> **Document section**
An asset class in its own right, universities combine appealing defensive characteristics in these uncertain times with significant potential for future expansion. Richard Lowe reports

Student accommodation has become an asset class in its own right and is no longer a niche property market, according to a recent report by King Sturge. This is arguably true, but perhaps more important is whether during a time of market uncertainty pension funds flock to the sector for its potential defensive qualities or walk away in favour of more familiar core investments.

Investors have certainly been waking up to some very attractive characteristics, not least excellent rental growth prospects for student accommodation in the UK. These are driven by a healthy supply-demand imbalance, itself sustained by positive demographic trends and a burgeoning market for foreign students, coupled with a dire lack of accommodation that meets the needs of today's students.

Another is that demand for student accommodation is not proven to be correlated with the wider economy - people don't stop going to university because of an economic downturn - meaning that returns are likely to be less volatile, and may even be able to play a defensive role in times of uncertainty.

The UK market is by far the largest and most developed in Europe (For opportunities outside the UK, including the US, see following article.) The King Sturge report estimates the overall value of the student accommodation sector in the UK, as at September 2007, to be £202bn (€270bn), while there were £700m worth of transactions in 2007 alone. Exposure to the UK market can be easily accessed through a number of dedicated commingled funds, while other value-added commingled funds may carry some exposure to the sector.

Chris Mathew, fund director at Hermes Real Estate Investment Management, had been "tracking the sector" for a number of years before investing approximately £40m in it on behalf of two Hermes clients, a segregated pension fund and the Hermes Property Unit Trust.

"As a sector, it is certainly something that has been on our radar for some time," he says. "The reason for the slight hesitation in going into the sector was about trying to find the right sort of vehicle with a strong management team and portfolio of assets."

When UNITE brought out their student accommodation fund in 2006 - now the market's largest dedicated fund - Mathew had found his vehicle.

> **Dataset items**
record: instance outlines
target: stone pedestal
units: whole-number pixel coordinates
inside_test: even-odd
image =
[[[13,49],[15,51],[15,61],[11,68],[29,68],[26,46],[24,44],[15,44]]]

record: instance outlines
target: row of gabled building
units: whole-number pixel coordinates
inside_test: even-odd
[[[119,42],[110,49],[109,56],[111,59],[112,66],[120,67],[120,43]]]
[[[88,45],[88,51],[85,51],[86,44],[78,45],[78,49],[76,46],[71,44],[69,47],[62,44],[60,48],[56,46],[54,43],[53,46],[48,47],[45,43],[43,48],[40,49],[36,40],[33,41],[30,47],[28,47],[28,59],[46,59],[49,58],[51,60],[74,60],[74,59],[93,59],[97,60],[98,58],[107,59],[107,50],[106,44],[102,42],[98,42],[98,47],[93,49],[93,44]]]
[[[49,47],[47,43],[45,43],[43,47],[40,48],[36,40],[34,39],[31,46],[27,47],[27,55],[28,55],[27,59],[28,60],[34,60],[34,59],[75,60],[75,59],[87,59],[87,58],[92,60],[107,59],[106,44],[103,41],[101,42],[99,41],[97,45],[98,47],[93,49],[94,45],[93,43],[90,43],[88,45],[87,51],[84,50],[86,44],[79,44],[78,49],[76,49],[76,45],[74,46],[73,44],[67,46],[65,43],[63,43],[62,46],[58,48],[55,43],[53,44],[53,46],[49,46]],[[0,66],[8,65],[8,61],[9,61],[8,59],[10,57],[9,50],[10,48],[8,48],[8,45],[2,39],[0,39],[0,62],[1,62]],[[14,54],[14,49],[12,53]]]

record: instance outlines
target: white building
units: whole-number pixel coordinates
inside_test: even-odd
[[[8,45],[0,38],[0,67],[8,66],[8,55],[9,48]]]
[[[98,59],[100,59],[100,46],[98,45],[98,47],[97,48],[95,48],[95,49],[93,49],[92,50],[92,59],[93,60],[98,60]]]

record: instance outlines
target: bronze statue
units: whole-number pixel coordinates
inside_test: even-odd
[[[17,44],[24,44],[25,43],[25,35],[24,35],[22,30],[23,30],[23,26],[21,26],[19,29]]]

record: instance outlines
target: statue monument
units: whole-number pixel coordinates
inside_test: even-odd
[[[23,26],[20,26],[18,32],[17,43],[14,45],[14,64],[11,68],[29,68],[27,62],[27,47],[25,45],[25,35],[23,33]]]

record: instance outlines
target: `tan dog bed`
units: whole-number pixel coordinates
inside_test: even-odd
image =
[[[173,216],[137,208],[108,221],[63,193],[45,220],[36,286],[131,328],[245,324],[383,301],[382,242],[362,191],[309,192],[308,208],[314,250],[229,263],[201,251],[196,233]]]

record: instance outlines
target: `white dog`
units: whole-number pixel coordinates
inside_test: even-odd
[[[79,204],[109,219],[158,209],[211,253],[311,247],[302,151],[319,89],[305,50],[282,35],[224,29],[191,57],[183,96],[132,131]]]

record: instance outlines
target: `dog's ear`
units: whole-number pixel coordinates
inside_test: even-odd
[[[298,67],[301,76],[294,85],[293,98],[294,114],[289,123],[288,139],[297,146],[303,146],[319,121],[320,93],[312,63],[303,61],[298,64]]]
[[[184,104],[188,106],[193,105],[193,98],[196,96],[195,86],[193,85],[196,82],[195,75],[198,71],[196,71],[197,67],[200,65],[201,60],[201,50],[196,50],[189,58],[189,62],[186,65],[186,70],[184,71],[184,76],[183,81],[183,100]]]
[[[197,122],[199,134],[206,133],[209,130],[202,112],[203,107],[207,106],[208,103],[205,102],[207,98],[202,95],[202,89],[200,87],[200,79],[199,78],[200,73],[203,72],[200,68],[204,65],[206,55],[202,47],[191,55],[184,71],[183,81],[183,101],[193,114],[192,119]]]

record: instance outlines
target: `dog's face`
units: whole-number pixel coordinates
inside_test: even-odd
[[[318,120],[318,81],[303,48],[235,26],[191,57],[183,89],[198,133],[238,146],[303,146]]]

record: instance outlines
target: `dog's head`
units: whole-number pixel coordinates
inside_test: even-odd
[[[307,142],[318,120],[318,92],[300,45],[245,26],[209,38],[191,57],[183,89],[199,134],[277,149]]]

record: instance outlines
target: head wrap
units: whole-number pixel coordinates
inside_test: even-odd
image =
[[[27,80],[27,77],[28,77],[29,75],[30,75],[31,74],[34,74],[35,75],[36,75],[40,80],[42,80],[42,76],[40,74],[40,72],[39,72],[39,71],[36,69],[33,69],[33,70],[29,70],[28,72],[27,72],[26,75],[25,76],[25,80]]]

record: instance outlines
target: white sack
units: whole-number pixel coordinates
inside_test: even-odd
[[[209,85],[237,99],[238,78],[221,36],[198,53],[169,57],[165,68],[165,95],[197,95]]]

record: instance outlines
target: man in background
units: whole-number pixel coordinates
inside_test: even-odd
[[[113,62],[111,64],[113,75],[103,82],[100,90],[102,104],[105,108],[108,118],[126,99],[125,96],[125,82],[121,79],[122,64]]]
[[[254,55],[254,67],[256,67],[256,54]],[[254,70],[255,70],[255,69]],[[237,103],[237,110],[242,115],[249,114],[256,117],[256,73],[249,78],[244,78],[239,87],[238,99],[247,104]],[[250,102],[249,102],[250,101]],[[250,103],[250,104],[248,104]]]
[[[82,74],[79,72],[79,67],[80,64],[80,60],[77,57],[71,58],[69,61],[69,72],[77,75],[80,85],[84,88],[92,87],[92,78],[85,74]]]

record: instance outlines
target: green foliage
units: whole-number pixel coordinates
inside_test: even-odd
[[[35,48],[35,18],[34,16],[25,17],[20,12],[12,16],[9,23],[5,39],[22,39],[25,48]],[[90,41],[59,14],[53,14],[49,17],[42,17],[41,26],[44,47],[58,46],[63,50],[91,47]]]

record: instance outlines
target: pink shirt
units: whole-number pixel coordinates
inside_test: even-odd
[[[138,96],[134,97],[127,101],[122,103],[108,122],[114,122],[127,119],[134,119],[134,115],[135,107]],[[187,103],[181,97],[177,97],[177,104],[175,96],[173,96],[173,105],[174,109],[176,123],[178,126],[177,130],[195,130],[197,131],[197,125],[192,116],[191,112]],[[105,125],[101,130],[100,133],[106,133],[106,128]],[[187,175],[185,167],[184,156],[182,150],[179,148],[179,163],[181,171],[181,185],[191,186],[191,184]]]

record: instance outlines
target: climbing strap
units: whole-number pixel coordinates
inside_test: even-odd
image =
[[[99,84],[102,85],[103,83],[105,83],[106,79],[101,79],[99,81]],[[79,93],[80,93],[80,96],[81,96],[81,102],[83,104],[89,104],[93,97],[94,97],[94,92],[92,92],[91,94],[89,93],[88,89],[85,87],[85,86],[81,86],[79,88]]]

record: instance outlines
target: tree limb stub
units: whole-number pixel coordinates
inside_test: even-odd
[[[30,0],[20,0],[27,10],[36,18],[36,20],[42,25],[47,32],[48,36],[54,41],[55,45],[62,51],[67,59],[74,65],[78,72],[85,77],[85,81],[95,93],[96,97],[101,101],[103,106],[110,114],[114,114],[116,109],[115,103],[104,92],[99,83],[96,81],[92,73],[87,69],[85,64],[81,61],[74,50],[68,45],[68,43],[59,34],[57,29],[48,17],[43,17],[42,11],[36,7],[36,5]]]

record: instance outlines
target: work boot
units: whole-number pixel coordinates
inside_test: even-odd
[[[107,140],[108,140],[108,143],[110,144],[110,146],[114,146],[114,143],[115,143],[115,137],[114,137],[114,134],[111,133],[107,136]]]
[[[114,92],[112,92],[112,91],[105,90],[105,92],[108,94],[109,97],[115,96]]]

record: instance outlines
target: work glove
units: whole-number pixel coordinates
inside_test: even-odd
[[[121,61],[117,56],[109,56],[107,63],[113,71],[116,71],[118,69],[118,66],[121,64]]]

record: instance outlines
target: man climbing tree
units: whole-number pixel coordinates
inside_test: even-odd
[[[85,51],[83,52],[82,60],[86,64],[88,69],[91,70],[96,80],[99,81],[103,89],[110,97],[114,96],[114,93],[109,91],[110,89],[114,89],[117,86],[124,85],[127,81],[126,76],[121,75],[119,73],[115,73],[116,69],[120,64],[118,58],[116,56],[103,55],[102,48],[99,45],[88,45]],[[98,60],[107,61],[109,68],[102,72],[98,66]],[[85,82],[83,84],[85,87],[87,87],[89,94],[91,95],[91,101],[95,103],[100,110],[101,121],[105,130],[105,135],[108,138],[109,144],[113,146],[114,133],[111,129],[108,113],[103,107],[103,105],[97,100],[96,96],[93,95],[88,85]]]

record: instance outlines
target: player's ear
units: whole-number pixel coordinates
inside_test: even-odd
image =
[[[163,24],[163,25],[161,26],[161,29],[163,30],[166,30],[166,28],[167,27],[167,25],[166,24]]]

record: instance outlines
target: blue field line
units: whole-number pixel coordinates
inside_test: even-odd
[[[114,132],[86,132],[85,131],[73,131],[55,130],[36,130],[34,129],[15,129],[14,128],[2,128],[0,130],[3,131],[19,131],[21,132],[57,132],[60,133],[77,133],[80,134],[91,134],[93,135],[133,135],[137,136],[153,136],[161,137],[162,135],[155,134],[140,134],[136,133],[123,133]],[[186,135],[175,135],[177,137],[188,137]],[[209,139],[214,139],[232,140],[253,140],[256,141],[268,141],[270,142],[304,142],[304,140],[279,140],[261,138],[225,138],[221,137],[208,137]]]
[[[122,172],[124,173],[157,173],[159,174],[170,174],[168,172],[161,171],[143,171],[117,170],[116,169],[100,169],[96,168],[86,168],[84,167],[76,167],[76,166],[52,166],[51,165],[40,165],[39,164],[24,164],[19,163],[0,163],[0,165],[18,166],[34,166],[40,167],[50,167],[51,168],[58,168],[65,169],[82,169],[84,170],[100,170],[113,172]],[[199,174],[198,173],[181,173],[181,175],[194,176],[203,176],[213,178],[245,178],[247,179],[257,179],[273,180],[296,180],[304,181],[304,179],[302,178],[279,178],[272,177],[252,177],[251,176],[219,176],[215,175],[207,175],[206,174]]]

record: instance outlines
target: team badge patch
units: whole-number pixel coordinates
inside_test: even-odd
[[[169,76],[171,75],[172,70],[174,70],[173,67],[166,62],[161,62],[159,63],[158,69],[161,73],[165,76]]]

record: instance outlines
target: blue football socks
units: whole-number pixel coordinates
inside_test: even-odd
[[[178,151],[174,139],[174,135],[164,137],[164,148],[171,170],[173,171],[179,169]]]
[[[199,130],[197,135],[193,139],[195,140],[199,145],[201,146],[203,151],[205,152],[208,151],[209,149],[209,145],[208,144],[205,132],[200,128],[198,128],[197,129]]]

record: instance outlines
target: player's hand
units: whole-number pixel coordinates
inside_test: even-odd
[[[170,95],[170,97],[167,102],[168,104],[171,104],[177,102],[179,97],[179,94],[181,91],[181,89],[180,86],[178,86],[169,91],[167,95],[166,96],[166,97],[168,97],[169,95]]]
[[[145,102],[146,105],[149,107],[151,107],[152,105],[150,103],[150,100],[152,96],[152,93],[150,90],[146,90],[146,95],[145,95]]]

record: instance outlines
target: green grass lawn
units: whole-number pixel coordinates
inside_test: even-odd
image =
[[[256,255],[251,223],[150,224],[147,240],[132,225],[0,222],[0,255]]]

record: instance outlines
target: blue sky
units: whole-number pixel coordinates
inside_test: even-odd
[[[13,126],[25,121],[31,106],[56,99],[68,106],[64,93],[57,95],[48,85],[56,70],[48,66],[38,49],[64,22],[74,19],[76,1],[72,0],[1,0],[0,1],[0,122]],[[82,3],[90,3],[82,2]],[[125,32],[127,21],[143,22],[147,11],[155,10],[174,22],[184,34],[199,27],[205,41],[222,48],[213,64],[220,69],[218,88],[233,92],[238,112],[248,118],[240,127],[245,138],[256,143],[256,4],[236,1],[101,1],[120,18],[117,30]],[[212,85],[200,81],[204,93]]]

> **Your tasks**
**1)** Quote the student accommodation article word for word, starting at the passage that begins with "Student accommodation has" and stopping after "of today's students.".
**2)** Summarize the student accommodation article in two sentences.

> **Answers provided**
**1)**
Student accommodation has become an asset class in its own right and is no longer a niche property market, according to a recent report by King Sturge. This is arguably true, but perhaps more important is whether during a time of market uncertainty pension funds flock to the sector for its potential defensive qualities or walk away in favour of more familiar core investments.

Investors have certainly been waking up to some very attractive characteristics, not least excellent rental growth prospects for student accommodation in the UK. These are driven by a healthy supply-demand imbalance, itself sustained by positive demographic trends and a burgeoning market for foreign students, coupled with a dire lack of accommodation that meets the needs of today's students.

**2)** Student accommodation in the UK has become an asset class in its own right, drawing investors with strong rental growth prospects that stem from a supply-demand imbalance and with demand that is not proven to be correlated with the wider economy. The UK market is the largest and most developed in Europe, valued at £202bn as at September 2007, and Hermes invested approximately £40m in the sector for two clients after UNITE launched its fund in 2006.